## [Task description]
Using the data below, return the stretch from the line that contains "Reviewer note: confirm that each instance of the microwave" through the line that contains "Reviewer note: confirm that each instance of the window", both included, exactly as it stands and nothing beyond it.

Excerpts from a dataset
- Opening Delimiter -

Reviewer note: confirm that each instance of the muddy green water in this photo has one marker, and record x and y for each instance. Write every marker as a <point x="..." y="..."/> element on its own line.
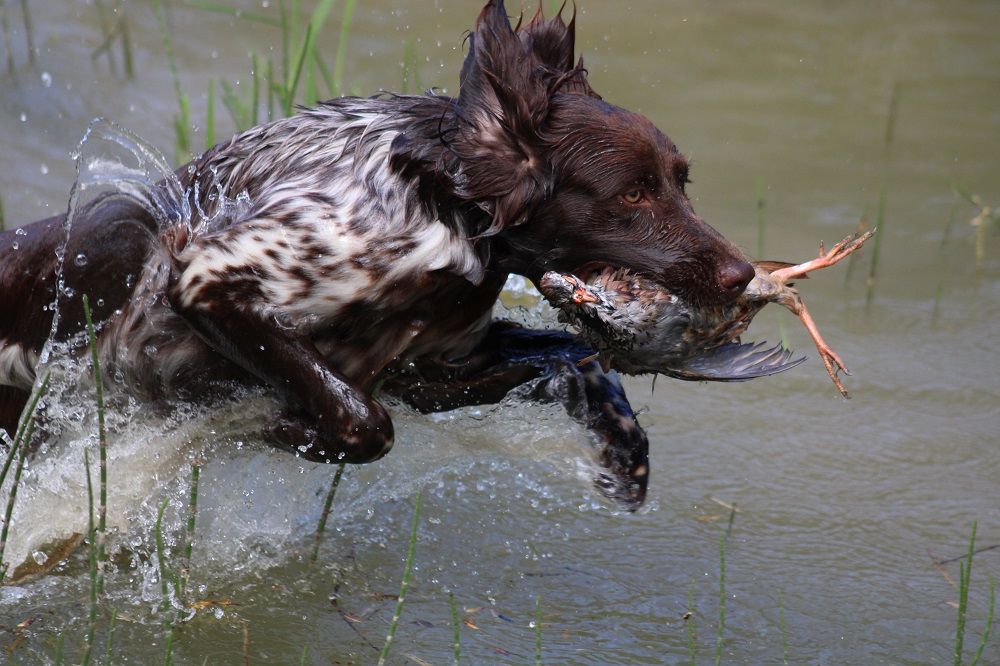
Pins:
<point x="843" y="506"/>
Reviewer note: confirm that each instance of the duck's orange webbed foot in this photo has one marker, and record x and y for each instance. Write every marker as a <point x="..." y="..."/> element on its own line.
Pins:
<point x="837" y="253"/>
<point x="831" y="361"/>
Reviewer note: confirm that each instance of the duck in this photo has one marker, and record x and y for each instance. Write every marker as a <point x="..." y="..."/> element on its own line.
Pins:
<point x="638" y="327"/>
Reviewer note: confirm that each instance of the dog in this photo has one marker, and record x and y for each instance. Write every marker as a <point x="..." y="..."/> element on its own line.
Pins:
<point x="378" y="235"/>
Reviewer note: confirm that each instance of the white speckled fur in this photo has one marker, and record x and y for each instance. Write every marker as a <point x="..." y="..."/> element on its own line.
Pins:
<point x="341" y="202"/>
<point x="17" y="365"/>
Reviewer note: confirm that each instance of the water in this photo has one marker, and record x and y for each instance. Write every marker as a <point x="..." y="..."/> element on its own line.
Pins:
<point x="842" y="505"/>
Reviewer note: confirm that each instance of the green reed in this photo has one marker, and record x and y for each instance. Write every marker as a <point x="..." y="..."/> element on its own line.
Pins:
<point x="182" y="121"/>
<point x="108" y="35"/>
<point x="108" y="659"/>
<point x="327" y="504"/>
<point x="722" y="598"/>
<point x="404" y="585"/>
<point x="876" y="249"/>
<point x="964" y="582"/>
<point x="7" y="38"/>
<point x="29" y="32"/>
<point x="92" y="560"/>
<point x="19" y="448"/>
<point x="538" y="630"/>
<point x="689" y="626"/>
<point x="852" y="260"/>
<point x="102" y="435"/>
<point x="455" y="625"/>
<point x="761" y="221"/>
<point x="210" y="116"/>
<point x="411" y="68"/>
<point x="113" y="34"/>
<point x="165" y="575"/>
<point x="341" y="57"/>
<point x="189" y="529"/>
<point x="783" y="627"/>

- Closing Delimiter -
- Opening Delimiter -

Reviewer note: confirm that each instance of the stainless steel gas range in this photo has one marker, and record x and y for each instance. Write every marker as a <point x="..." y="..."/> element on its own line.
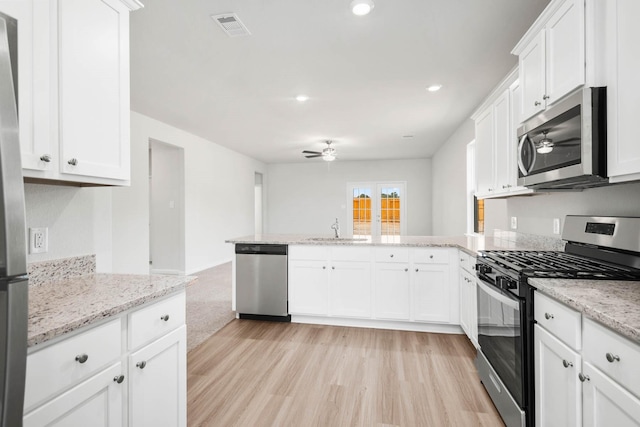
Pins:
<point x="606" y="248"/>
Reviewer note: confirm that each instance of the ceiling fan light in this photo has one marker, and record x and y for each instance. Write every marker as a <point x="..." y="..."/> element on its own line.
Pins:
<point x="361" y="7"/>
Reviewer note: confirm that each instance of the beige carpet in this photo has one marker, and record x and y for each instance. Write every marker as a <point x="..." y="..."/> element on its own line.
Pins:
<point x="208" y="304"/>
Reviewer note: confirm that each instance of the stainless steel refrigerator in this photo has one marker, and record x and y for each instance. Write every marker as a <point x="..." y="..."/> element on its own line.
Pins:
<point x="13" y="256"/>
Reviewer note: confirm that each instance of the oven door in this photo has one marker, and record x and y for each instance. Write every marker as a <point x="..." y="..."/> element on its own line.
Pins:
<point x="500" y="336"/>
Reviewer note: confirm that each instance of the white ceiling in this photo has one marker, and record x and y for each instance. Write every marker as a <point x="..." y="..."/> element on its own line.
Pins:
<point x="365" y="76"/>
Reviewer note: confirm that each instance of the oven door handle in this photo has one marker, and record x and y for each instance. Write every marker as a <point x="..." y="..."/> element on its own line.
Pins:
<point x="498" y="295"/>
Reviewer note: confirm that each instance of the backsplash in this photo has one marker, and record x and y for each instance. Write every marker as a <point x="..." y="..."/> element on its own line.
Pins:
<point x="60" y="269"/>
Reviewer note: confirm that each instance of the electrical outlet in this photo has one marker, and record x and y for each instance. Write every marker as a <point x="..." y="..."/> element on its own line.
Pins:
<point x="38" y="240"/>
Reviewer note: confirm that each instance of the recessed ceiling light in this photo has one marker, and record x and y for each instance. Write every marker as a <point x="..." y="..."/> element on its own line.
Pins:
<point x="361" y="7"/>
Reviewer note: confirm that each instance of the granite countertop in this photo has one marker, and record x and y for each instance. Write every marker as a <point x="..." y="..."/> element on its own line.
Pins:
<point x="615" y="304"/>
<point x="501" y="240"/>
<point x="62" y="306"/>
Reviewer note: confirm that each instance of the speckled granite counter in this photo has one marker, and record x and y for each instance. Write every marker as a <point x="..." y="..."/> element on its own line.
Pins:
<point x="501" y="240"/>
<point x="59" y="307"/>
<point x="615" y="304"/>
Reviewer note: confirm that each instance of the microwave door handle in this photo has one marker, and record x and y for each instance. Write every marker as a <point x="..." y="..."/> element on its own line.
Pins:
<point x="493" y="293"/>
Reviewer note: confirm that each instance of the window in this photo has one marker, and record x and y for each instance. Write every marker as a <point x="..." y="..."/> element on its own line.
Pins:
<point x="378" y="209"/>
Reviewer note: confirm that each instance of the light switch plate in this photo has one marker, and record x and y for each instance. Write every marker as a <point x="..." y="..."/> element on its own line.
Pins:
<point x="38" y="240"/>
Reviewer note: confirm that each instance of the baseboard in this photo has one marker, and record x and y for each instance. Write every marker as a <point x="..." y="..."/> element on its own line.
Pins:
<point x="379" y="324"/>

- Closing Delimiter -
- Opening Delimiter -

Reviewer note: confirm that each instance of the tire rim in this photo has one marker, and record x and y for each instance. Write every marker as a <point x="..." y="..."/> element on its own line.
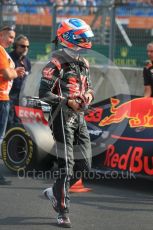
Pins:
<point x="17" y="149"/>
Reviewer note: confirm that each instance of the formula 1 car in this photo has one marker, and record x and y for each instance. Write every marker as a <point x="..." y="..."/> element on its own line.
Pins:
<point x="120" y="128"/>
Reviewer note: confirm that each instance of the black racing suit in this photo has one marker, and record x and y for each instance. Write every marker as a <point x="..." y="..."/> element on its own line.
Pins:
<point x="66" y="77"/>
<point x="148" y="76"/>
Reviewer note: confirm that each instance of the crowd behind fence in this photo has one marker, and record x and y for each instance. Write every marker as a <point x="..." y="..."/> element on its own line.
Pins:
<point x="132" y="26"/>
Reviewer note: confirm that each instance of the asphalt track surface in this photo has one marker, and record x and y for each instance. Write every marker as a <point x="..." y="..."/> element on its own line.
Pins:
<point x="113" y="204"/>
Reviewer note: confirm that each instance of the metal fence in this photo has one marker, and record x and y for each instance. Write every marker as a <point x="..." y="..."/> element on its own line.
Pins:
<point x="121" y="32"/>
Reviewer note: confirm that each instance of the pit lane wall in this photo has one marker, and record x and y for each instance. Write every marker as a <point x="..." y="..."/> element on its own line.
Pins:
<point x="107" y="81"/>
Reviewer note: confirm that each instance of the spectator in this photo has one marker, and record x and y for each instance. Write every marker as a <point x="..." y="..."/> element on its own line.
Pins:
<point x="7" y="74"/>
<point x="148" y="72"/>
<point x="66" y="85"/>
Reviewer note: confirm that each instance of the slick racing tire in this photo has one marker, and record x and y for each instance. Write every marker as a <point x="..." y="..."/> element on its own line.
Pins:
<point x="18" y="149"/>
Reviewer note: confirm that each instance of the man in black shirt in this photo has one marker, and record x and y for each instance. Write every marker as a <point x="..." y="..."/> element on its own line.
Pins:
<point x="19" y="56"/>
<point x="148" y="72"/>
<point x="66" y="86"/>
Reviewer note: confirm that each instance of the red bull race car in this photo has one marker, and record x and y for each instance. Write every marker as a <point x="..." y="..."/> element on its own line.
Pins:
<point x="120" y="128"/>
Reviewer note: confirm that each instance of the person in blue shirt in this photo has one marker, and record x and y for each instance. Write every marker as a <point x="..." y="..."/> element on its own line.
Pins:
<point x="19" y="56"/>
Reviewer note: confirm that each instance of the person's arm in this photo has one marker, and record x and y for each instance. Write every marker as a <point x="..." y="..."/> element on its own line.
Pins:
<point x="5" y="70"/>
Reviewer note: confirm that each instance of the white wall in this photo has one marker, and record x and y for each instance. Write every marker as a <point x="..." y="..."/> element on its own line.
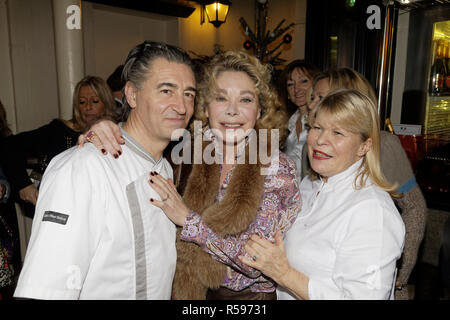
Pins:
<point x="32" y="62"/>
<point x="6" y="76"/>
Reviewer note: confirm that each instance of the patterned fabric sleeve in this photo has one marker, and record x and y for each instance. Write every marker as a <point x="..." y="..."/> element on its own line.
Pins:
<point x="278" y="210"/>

- Closing Delimiter -

## [Result below]
Reviewer note: confirm that each instance of the microwave door handle in this photo has one marker, and record x and y for each instance. Write every marker as a <point x="..." y="..."/> element on its own line.
Pins:
<point x="493" y="293"/>
Reviewer note: confirm that each instance of the window in this photo has one marker, and record x and y for each instance. Write every marker as a <point x="..." y="..."/> element on its own line.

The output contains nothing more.